◆ Problem details ◆
An exact reproduction of the lines from the one with "# annotate each instance of the white flower" to the end of the data below is required. No other lines may be included.

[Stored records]
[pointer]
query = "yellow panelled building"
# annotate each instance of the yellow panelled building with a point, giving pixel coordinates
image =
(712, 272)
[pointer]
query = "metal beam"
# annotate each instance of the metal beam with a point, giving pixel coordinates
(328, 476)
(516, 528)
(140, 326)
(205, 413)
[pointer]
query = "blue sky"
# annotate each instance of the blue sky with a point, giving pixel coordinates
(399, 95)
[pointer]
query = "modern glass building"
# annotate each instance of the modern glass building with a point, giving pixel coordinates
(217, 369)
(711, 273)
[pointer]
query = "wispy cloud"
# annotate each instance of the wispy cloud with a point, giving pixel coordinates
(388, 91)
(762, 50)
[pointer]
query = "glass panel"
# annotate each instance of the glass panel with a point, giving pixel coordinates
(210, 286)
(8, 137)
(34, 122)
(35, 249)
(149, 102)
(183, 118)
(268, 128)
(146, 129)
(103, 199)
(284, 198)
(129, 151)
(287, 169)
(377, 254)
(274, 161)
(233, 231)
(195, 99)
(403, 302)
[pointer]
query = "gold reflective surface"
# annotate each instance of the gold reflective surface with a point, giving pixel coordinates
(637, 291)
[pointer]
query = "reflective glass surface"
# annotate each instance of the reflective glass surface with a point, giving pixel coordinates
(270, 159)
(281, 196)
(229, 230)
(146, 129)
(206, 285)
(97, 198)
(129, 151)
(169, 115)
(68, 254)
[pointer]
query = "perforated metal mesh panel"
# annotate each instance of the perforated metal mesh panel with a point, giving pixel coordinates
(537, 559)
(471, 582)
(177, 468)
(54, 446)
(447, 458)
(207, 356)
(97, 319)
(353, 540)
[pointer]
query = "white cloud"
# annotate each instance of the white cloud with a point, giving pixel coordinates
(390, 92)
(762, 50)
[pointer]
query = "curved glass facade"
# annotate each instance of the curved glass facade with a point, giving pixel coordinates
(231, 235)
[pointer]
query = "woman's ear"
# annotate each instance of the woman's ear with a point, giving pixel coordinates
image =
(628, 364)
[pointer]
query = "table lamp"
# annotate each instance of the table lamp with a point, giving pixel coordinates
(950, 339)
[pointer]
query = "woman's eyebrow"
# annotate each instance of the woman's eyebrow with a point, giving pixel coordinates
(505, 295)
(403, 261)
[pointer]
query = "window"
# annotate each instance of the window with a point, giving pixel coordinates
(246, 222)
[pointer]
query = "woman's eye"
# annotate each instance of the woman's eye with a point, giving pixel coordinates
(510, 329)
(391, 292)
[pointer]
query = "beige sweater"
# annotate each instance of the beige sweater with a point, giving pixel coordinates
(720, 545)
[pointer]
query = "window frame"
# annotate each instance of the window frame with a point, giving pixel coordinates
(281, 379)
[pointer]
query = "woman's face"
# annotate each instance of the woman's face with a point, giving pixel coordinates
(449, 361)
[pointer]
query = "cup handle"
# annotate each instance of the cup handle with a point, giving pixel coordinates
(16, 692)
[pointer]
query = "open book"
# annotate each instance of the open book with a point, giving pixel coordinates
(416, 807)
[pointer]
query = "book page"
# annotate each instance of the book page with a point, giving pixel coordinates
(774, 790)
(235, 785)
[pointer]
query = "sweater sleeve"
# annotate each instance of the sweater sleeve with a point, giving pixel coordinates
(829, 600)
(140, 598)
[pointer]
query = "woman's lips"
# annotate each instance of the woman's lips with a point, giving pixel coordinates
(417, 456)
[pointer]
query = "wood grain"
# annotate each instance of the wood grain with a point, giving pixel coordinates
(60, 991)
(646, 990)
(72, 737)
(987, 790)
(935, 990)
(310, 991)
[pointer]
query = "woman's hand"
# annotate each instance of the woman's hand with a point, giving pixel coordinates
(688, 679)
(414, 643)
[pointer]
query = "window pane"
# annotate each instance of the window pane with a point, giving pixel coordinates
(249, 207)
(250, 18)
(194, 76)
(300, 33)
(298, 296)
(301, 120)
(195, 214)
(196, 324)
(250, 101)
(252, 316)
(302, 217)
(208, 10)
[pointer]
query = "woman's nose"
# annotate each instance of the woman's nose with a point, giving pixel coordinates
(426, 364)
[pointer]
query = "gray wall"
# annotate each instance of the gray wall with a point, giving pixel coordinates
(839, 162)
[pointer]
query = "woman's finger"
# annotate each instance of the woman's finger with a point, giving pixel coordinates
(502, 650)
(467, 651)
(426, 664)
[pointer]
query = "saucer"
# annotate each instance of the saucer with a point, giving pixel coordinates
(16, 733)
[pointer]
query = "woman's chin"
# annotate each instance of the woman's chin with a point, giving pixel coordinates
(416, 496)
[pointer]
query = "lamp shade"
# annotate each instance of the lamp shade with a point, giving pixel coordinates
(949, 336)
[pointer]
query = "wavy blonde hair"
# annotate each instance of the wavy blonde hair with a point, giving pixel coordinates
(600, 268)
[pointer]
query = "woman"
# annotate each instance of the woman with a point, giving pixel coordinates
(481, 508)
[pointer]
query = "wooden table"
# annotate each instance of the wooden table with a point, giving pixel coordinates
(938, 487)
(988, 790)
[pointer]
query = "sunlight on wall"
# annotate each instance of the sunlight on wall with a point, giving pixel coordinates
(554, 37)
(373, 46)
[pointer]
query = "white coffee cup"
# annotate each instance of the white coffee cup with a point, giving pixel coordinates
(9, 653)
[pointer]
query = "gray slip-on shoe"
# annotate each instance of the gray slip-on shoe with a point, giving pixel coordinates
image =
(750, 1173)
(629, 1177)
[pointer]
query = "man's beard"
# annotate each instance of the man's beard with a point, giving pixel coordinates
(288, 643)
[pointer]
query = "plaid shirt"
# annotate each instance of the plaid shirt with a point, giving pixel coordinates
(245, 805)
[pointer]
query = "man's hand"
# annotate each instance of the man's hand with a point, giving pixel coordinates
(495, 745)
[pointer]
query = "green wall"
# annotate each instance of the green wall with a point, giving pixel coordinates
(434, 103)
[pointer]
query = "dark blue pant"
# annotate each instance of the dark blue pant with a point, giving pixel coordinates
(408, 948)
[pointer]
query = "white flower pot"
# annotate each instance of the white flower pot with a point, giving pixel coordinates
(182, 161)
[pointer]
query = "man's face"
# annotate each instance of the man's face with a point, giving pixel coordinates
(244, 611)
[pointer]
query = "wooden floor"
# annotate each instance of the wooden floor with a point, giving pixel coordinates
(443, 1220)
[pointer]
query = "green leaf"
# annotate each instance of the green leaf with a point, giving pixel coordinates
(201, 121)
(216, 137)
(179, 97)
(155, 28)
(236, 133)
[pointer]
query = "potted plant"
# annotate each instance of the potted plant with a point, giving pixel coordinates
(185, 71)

◆ Answer for this exercise ◆
# annotate each instance of the white flower pot with a point, giving pixel coordinates
(182, 161)
[pointer]
query = "man's face"
# annotate each instance of the man's face with a point, giving pixel coordinates
(244, 611)
[pointer]
query = "wooden floor"
# annotate each instance of the wooden floor with a point, giving pixel coordinates
(443, 1220)
[pointer]
query = "green leaf"
# annotate each instance of the green leaf with a point, giving pixel coordinates
(201, 121)
(216, 137)
(179, 97)
(155, 28)
(236, 133)
[pointer]
query = "potted plant"
# annotate each instance of the potted plant with a point, giving pixel coordinates
(185, 71)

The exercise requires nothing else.